- Given problem:
Which lines in the items below contain the word "denim"? Copy each of them in full, matching case exactly.

═════ Exercise data ═════

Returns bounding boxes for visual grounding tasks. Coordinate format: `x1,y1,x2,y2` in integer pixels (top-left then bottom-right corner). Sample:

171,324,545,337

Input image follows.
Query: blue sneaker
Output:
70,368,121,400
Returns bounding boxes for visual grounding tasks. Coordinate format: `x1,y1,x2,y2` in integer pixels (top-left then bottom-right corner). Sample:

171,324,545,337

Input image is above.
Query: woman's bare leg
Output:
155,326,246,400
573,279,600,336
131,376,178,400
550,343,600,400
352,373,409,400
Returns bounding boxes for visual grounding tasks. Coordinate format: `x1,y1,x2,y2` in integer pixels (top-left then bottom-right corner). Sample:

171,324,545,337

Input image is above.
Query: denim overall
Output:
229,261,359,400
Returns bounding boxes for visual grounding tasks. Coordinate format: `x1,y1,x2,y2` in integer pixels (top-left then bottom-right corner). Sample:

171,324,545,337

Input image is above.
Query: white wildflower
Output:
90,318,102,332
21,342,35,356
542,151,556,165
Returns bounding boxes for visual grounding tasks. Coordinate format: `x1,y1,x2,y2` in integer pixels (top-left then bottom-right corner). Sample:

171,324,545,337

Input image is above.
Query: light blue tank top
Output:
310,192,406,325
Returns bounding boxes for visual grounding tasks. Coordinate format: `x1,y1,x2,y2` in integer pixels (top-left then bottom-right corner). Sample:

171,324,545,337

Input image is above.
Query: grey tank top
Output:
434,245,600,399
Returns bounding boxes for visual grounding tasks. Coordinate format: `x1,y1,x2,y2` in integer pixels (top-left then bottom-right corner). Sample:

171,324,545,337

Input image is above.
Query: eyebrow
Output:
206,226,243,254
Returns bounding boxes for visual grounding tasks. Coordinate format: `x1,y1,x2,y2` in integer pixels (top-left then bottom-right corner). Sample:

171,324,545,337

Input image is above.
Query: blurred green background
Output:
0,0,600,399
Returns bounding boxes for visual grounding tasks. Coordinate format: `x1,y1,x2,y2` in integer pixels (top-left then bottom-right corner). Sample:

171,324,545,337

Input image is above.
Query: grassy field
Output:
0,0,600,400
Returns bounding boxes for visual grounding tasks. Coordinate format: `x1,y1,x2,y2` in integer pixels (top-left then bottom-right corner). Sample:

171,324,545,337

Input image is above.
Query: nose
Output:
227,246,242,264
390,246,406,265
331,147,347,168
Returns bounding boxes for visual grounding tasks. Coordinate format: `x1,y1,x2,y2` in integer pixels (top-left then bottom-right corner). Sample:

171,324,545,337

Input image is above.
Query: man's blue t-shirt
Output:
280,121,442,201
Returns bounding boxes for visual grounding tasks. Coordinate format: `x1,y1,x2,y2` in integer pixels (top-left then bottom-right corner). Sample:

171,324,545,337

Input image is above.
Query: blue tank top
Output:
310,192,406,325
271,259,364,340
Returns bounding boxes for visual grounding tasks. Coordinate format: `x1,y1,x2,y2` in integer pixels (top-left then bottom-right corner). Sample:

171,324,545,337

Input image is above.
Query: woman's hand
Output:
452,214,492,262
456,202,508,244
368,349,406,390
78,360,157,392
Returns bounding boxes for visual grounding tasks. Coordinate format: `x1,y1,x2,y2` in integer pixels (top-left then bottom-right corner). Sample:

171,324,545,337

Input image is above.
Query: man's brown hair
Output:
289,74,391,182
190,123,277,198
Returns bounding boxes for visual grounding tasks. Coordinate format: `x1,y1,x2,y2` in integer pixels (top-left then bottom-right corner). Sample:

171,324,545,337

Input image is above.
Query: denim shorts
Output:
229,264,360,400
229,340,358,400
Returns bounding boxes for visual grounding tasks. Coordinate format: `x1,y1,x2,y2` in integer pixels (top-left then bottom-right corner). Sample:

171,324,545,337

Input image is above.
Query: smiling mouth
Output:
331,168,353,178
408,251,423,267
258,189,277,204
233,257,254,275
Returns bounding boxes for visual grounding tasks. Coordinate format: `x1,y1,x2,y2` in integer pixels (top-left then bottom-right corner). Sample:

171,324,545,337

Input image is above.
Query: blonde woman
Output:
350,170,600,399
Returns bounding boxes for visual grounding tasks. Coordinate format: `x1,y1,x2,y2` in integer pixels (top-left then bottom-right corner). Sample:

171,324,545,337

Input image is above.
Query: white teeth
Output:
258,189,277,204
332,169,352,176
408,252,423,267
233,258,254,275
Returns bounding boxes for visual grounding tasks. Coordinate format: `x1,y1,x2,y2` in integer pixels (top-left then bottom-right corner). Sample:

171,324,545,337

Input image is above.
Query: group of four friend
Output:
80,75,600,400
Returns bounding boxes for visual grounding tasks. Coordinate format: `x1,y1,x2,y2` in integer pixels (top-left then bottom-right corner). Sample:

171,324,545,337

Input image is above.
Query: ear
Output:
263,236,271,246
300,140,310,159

═════

- Reply to the task:
Query: denim overall
Query: denim shorts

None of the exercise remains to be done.